## [Required work]
A. Decide whether each statement below agrees with the account of the prolapsed sheep. For each, answer yes or no and quote the words of the account that decide it.
(i) Working alone, the narrator pushed the whole mass back into place.
(ii) Dr Weckwerth came to the barnyard after completing his clinic visits.
(iii) The sheep was given an injection of lidocaine.
B. Extend the account of the prolapsed sheep, starting after its final sentence.

Segment Start: Excerpt to read

I spread my left hand across the prolapsed tissue and pushed slowly. I could get about half the grapefruit sized mass back in, but from my position near her waist, there was no way I would have the leverage to do any better. Suddenly, I felt relieved. I was perfectly justified in calling the vet even if it would be an expensive visit that I probably wouldn’t have had to request if I had help. This was more than a job for me, alone.

Several hours later when Dr Weckwerth completed his clinic visits, he drove into the barnyard. he filled a bucket of lukewarm water and antiseptic – didn’t need a thermos with two of us working, grabbed his bag and a calf halter and we approached the flock. She let me walk right up to her and grab the twine. Then Doctor Weckwerth slid the harness over her head and she dragged us to a spot in a corner against the wall. I held her head and told Dr. Weckwerth the whole story beginning several weeks ago and including all my worries about cause and effect of prolapses this early before lambing – she was at the very least a week away still.. While I talked, he slid a slender needle into the the space between two vertebrae just above her tail and injected lidocaine, an epidural so that her body wouldn’t fight against the return of her vagina to the proper place. I can’t image sliding a needle into the backbone of a standing sheep and not only finding the correct spot, but injecting enough of the drug before she jrerked the needle out of place. It was a masterful job.

Segment End: Excerpt to read
Segment Start: Dataset extract

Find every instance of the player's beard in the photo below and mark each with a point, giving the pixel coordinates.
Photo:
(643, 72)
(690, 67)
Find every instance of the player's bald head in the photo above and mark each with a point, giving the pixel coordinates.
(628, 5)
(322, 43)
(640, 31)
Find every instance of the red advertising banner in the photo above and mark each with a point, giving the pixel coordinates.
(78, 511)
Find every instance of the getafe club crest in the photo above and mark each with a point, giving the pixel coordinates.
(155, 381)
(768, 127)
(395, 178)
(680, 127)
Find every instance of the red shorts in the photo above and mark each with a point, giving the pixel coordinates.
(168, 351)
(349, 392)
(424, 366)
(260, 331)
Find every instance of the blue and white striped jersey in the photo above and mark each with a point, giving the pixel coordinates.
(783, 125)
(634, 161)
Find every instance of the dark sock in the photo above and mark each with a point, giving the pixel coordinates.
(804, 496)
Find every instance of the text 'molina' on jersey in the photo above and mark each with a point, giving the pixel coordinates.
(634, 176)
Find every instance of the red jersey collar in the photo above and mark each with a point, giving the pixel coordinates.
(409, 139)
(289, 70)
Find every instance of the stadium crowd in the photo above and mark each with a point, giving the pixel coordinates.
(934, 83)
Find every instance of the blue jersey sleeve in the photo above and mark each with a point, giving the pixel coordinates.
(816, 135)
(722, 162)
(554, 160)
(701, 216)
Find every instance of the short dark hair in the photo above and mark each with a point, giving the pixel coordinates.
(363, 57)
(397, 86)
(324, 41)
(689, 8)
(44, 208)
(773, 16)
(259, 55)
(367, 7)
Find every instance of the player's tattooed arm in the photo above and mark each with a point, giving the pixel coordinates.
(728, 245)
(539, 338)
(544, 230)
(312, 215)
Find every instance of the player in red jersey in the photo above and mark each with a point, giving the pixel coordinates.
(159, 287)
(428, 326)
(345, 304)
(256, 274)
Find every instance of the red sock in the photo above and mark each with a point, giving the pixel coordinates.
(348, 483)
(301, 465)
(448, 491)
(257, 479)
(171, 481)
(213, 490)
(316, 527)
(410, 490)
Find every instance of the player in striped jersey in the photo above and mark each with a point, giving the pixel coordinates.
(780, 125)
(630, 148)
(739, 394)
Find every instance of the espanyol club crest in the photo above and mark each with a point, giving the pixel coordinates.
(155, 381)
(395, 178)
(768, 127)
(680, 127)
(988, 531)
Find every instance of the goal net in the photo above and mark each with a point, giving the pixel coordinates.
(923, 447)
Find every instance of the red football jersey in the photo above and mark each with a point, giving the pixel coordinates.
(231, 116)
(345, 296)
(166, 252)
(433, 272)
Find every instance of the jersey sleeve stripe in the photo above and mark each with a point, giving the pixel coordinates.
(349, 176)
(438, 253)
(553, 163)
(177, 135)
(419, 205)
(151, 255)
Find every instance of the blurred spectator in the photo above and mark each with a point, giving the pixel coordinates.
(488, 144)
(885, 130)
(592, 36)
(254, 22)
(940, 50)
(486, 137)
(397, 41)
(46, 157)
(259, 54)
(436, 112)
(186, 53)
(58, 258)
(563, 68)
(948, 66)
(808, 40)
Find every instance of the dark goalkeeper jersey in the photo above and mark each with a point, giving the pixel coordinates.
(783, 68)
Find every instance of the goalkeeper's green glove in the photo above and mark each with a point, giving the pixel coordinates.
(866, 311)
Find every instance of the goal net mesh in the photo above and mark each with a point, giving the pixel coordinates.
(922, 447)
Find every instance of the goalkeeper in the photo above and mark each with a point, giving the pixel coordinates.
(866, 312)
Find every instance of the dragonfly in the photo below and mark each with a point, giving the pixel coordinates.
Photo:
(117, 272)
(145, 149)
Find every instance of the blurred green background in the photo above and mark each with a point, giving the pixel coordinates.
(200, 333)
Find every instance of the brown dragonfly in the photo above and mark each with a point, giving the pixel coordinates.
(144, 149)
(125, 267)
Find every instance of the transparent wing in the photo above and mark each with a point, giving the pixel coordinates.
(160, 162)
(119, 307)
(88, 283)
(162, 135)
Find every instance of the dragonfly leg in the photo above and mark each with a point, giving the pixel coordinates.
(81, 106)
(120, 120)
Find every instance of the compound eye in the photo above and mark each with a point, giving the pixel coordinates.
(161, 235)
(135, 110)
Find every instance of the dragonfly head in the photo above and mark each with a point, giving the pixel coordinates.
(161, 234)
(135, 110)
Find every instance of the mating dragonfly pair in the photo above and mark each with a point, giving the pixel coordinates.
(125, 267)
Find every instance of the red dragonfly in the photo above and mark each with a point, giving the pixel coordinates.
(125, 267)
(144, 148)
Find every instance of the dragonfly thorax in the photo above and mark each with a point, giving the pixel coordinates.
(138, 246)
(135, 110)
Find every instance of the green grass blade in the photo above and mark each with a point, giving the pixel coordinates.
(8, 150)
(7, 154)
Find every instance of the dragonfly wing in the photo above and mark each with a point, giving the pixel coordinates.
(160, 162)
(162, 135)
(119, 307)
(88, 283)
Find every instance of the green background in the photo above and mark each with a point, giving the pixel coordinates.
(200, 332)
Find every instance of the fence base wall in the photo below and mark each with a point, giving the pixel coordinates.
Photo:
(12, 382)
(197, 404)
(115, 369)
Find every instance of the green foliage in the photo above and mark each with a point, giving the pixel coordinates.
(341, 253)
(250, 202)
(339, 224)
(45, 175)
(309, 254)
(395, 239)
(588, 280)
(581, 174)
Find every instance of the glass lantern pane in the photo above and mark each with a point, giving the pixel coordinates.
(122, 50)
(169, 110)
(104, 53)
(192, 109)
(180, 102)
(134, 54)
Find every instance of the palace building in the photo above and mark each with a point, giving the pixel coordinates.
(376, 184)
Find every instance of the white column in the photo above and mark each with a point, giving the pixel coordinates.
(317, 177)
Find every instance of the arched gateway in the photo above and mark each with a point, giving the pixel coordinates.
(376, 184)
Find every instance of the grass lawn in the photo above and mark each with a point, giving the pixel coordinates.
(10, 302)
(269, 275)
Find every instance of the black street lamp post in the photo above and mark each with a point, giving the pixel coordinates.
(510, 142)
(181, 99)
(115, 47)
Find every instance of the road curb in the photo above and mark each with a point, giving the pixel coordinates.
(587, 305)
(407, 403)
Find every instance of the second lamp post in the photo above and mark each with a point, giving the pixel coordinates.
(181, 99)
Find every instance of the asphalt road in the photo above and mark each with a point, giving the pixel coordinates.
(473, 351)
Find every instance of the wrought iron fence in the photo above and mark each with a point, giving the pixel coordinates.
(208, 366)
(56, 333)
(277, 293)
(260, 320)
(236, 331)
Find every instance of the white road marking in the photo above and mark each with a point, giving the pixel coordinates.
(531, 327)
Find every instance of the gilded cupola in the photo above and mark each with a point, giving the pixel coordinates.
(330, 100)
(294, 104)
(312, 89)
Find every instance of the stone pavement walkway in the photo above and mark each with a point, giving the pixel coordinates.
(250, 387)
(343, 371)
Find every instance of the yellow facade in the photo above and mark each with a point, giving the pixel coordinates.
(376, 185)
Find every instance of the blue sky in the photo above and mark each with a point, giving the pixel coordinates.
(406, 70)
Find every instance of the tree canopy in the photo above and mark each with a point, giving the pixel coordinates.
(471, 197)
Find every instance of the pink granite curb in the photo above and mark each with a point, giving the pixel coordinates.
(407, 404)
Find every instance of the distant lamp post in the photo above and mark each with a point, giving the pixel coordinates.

Segment End: Dataset extract

## [Exercise results]
A.
(i) No: "I could get about half the grapefruit sized mass back in, but from my position near her waist, there was no way I would have the leverage to do any better."
(ii) Yes: "Several hours later when Dr Weckwerth completed his clinic visits, he drove into the barnyard."
(iii) Yes: "injected lidocaine, an epidural so that her body wouldn’t fight against the return of her vagina to the proper place."

B.
Soon, he slid her vagina in easily and he tucked her cervix back where it should be. As soon as he removed his hand, she prolapsed again. “Have you had any luck with prolapse retainers?” I asked. He shook his head. “Anecdotally, nobody seems to think they work.”

He pushed the prolapse back in again. “We could sew her vagina shut,” he suggested.

I hadn’t hear good stories about that. “I’ve read that the stitches tend to tear out,” I said, a chill running up my spine at the thought.

“There is that,” He agreed. “We could use a purse string suture.” Dr Weckwerth described how the stitches would encircle her vulva, closing the opening radially, leaving no places for the tissue to rip under pressure.

“I have no experience with this,” I said. “The twine harness has always worked for us in the past, but it isn’t working at all this time. We’ll go with whatever you think is best.” He threaded a huge needle with quarter inch wide umbilical tape and carefully sewed the opening to her vagina closed, leaving only a thumb sized opening. “You’ll have to cut the suture when she is ready to lamb,” he explained. “Hopefully, one leg and the lamb’s head will engage and slide right through the vagina. The down side would be if the leg and head push the vagina in front of them.”

That would be very bad. If a foot and head came out first, we could snip the tape when we felt the foot at her vaginal opening. Otherwise we’d have to have the vet out again to do a caesarian section. “Why do you think she prolapsed?” I asked as he packed away his supplies.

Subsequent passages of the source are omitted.